··· Selected extract ···
Sunday, February 7, 2010

#47 Winnie the Pooh by A.A. Milne

It’s sort of like the show Seinfeld, but with more songs and pine trees. Pooh is the Jerry of the book, as he always breaks even and never comes to any harm. He and his friends, Piglet, Rabbit, Owl, Kanga, and Roo also spend the day visiting each other’s apartments (that is, tree houses) and muddling through the absurdities that fill their lives. But this book, unlike that show, is not about nothing. It is about friendship, imagination and the wonder of childhood. Pooh could give Jerry a few lessons on dealing with life’s little Heffalumps with a “hummy” song, a smackerel of “hunny,” and a quiet stroll though the woods.

Sunday, January 31, 2010

#46 The Iliad by Homer

There are names for women like Helen of Troy, and by the tenth year of a most bloody and unceasing war, she has called herself every one. Every day, men have their limbs slashed, eyes gouged, throats cut, skulls smashed and corpses defiled, all because of her. The war starts when she, already married to Menalaus of Sparta, ran away with Paris of Troy. The Greeks launch a thousand ships to get her back. When the gods and goddesses on Mount Olympus get involved, it quickly turns into a battle between the mortal and immortal: an unfair match. All this fuss over one woman. She’s beautiful, yes, but can she cook?
···
→ **Goal of the exercise**: Pick up the book review blog after its last line and keep writing in the same voice.
··· Data segment ···
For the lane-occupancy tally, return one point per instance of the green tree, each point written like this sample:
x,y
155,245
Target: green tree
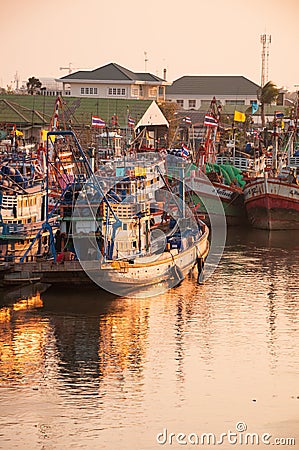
···
→ **Expected answer**:
Wednesday, January 27, 2010

#45 The Scarlet Letter by Nathaniel Hawthorne

Long before Maury Povich came on the scene to reveal paternity, people just had to take the mother’s word for it. The problem in this novel is that Hester Prynne isn’t talking. Her husband cannot be the father of her child, because he is thought to be two years at the bottom of the sea. Rather than leave the confines of her strict Puritan town, she stays and is forced to wear the letter “A”, for “adultery”, upon her chest. So who is the father? One who speaks eloquently about the Heavenly Father, and who suffers unimaginably in hypocrisy and shame. His secret letter “A” is the agony within his heart.